━━━━━ SELECTED PASSAGE

Chart of the Week: Innovations in Decentralized Finance with DeFi 2.0

DeFi pain points are rapidly shrinking as new protocols build on existing core primitives and offer new innovations, often in a more collaborative, protocol-centered, and long-term-focused manner. We review recent progress, examine examples, and ponder the future of what many are calling DeFi 2.0 in this week’s Chart of the Week. 

Addressing Pain Points: Decentralized finance, or DeFi for short, is a form of finance that uses blockchain technology, smart contracts, and decentralized applications (dApps) to offer typical financial services such as lending, trading, and investment without intermediaries and in a transparent and open way. DeFi offers many benefits over traditional finance such as speed, cost, immutability, composability, and programmability, and ushers in new forms of governance, ownership, and incentive structures, to name a few. As a nascent technology, however, DeFi still has many challenges such as with liquidity, capital efficiency, and tokenomics. Fortunately, a new breed of innovative protocols have sprung up to address these improvement opportunities in what’s coming to be known as DeFi 2.0.

━━━━━━━━━━

TASK OBJECTIVE:
Decide whether each statement below agrees with the DeFi 2.0 passage, answering yes or no and quoting the deciding words.
1. Liquidity is named as one of DeFi's challenges.
2. DeFi depends on intermediaries to provide services such as lending and trading.
3. DeFi is described as a mature technology.

━━━━━ RECORD LIST

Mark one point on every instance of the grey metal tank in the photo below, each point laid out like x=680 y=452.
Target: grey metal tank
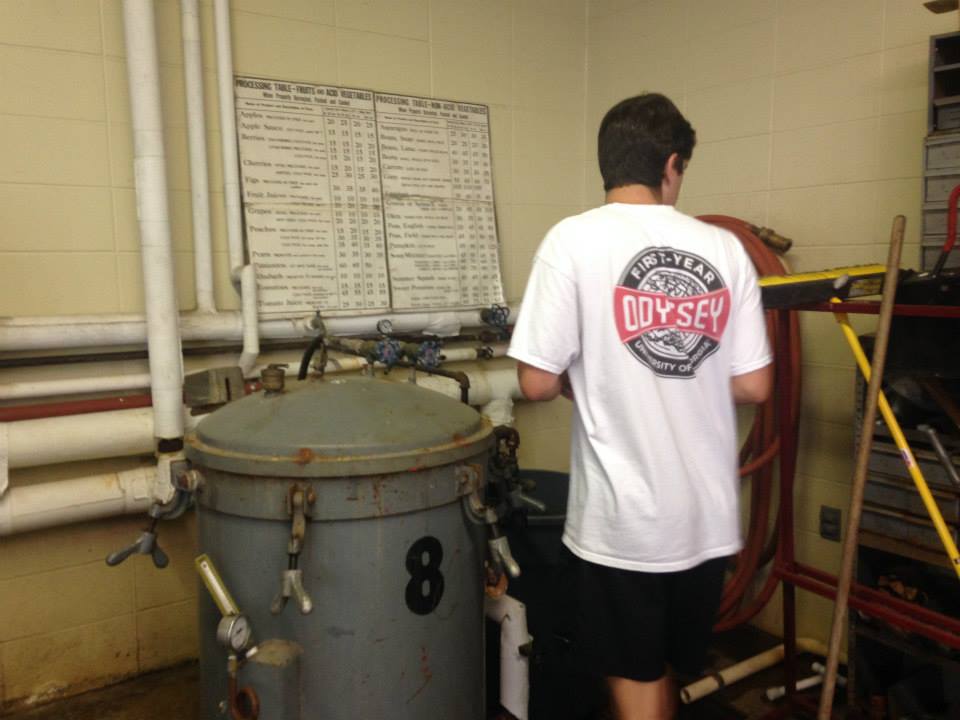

━━━━━━━━━━
━━━━━ RECORD LIST

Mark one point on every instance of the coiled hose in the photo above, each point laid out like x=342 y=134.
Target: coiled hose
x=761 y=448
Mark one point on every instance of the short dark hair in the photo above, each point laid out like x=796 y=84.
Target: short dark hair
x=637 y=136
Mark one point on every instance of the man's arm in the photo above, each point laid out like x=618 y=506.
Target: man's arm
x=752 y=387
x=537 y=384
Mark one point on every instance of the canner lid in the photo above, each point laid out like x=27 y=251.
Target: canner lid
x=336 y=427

━━━━━━━━━━

THE SOLUTION:
1. Yes: "DeFi still has many challenges such as with liquidity, capital efficiency, and tokenomics"
2. No: "without intermediaries and in a transparent and open way"
3. No: "As a nascent technology"